[TRECHO SELECIONADO]

Isso é um péssimo uso das palavras. O fratricídio tem sido a regra sob Putin. Torturar e assassinar dissidentes é fratricídio. Invadir a Ucrânia foi fratricídio. Tanto a empresa Wagner quanto os militares russos fizeram do fratricídio sua profissão. Anarquia é o oposto do fratricídio: é a condição que prevalece quando as pessoas não competem para governar umas às outras. O totalitarismo sempre leva a conflitos sangrentos pelo poder.

Olhando para a situação na Rússia, não podemos deixar de pensar na guerra civil que eclodiu no [Sudão]https://pt.crimethinc.com/2022/01/07/sudao-anarquistas-contra-a-ditadura-militar-uma-entrevista-com-uniao-anarquista-sudanesa) entre o exército e as Forças de Apoio Rápido no início deste ano. Procurando suprimir poderosos movimentos sociais de libertação, o governo equipou os mercenários das Forças de Apoio Rápido, apenas para acabar lutando com eles pelo controle do país.

Esse tipo de violência generalizada é o resultado final inevitável dos processos de militarização. Como governos e corporações confiam cada vez mais na força bruta para suprimir a agitação social, canalizando cada vez mais recursos para a polícia e segurança privada, eles estão criando as condições para horríveis guerras civis em escala cada vez maior. A guerra civil que prevalece no Sudão e que se agiganta na Rússia hoje pode muito bem irromper em outro lugar amanhã, se não conseguirmos mudar o curso de nossa sociedade em escala global.1

Aqui, traduzimos apressadamente três declarações de grupos anarquistas russos. Todos eles, necessariamente, são grupos clandestinos. A primeira está sediada na Sibéria; a segunda é a Organização de Combate Anarco-Comunista, que entrevistamos no ano passado; e o terceiro é o coletivo editorial da Avtonom, indiscutivelmente a plataforma de publicação anarquista sobrevivente mais significativa da Rússia.

Desde que as seguintes declarações apareceram, Prigozhin declarou que suas forças que estavam com destino a Moscou voltaram atrás, após negociações com o governante da Bielo-Rússia, Aleksandr Lukashenko. Prigozhin pode ter dado um passo maior que a perna, mas Putin também fez o mesmo na Ucrânia — ou então ele não precisaria de Prigozhin e seu grupo Wagner para começo de conversa.

Resta saber como essa crise se desenrolará na Rússia a longo prazo. Na Turquia, a tentativa fracassada de golpe de 2016 permitiu ao presidente Recep Tayyip Erdoğan consolidar o poder, mas qualquer sinal de fraqueza e desunião só pode colocar Putin em perigo. A situação volátil e imprevisível que nossos camaradas prevêem na Rússia provavelmente ainda está por vir. Será melhor se as forças em conflito não forem dois déspotas totalitários rivais, ou pelo menos não apenas eles.

[/TRECHO SELECIONADO]

INSTRUÇÕES >> No trecho acima sobre a crise na Rússia, com quem Prigozhin negociou antes de declarar que suas forças com destino a Moscou voltaram atrás?

[INFORMAÇÕES]

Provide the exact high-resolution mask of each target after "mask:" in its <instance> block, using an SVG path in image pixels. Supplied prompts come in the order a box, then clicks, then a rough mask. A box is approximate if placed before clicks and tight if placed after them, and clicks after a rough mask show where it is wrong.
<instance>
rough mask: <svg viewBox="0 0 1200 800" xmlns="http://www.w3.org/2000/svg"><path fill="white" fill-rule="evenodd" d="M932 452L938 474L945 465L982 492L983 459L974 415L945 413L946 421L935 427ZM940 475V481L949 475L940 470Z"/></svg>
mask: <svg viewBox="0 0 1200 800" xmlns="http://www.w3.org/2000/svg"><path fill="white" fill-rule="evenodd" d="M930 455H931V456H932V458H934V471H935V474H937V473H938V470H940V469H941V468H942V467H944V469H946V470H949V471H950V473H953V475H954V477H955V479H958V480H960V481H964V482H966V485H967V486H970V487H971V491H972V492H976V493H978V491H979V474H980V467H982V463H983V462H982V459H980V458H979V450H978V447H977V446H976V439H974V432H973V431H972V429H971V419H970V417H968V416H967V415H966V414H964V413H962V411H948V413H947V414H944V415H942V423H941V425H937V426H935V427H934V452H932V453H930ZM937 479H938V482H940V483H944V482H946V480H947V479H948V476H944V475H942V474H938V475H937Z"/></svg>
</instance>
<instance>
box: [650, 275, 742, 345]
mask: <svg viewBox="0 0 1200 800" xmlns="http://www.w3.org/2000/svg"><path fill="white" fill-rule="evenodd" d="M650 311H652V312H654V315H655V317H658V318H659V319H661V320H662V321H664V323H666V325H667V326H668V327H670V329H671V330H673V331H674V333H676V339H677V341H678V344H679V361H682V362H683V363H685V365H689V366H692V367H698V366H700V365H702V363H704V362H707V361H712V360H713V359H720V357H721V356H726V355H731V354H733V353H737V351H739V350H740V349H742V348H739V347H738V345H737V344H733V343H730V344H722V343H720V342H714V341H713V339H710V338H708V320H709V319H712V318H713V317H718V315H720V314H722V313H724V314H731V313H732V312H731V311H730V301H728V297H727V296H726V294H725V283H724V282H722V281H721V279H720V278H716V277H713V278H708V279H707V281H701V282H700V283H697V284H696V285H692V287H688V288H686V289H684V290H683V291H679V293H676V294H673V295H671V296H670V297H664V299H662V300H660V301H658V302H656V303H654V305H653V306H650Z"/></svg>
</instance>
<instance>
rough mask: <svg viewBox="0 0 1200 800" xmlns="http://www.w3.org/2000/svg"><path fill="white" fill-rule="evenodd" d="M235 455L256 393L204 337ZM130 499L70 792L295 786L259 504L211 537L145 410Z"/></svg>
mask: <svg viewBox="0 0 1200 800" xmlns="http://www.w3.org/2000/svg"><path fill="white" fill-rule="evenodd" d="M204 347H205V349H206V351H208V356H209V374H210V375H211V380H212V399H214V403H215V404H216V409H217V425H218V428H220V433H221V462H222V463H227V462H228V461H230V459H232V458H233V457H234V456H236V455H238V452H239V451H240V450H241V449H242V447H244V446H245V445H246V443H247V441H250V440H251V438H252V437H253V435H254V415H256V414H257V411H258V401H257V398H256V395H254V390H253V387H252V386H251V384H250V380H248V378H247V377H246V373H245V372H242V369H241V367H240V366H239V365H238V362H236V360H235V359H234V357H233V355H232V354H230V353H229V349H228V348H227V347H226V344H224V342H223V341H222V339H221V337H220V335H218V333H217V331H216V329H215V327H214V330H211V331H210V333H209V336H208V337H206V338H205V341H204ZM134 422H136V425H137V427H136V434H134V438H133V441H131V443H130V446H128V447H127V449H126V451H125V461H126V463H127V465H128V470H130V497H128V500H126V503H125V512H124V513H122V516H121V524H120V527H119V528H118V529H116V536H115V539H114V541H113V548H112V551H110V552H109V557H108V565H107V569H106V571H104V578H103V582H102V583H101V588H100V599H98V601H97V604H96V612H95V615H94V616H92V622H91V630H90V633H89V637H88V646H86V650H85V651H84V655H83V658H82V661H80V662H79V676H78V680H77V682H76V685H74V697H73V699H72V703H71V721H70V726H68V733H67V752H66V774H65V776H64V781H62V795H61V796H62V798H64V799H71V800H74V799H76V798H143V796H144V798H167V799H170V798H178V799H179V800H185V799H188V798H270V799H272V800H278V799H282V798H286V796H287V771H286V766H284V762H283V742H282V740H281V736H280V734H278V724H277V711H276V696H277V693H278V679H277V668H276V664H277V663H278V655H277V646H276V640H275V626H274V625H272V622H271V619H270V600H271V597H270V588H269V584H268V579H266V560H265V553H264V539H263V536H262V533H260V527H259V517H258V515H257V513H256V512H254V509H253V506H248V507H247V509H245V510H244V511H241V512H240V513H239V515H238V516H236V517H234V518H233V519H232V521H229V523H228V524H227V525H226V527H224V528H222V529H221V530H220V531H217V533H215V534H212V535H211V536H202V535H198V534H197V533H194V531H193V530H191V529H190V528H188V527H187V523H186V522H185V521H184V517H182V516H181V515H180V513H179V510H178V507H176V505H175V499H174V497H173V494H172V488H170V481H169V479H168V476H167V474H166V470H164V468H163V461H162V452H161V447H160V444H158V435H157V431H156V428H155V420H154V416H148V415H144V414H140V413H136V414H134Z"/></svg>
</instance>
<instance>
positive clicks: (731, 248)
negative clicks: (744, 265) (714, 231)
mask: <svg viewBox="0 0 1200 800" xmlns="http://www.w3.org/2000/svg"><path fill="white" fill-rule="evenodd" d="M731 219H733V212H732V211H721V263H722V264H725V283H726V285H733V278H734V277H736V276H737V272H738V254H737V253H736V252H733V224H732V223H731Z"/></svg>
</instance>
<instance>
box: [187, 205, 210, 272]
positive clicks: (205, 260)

[/INFORMAÇÕES]

RESPOSTA >> Com Aleksandr Lukashenko, governante da Bielo-Rússia.